▶ _Aim of the exercise_: Locate each row below that contains the word "mountain", and copy every such row in full.

▶ _The data_:
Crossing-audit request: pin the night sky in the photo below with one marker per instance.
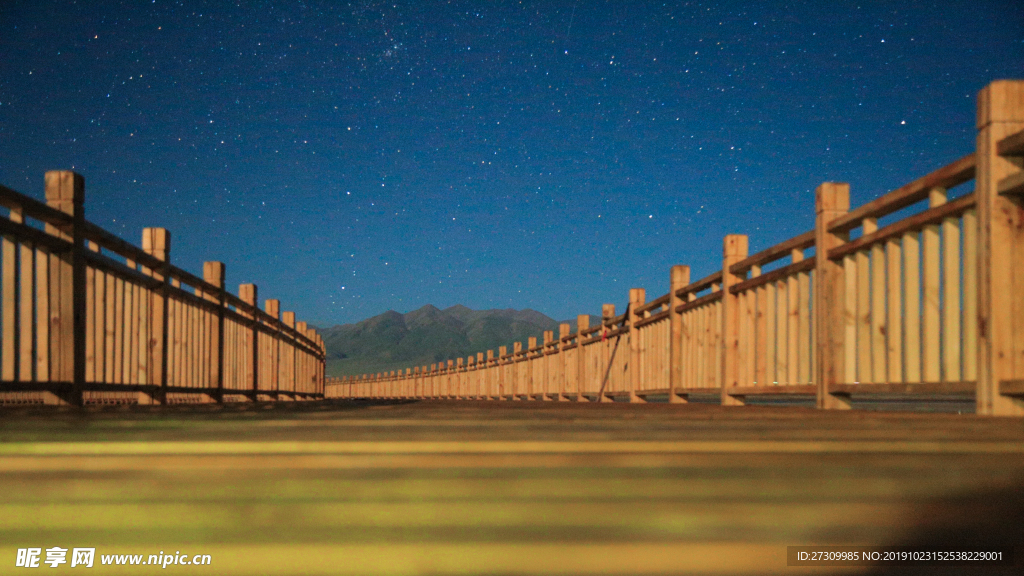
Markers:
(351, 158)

---

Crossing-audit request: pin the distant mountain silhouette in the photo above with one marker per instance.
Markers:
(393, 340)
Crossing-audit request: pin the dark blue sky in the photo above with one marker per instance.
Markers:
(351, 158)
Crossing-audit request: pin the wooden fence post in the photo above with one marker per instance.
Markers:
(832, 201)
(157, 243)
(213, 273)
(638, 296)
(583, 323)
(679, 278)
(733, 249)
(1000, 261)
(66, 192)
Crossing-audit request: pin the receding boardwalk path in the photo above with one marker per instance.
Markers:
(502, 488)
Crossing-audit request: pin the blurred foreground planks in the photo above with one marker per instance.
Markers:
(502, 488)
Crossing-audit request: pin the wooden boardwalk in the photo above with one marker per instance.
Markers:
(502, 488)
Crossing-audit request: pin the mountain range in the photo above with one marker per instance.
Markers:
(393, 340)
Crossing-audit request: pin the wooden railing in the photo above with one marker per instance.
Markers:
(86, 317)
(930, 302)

▶ _Full solution_:
Crossing-audit request: pin the distant mountain silhouette in the photo above with one marker per instance.
Crossing-audit request: pin the mountain range in the photo above with one marker per instance.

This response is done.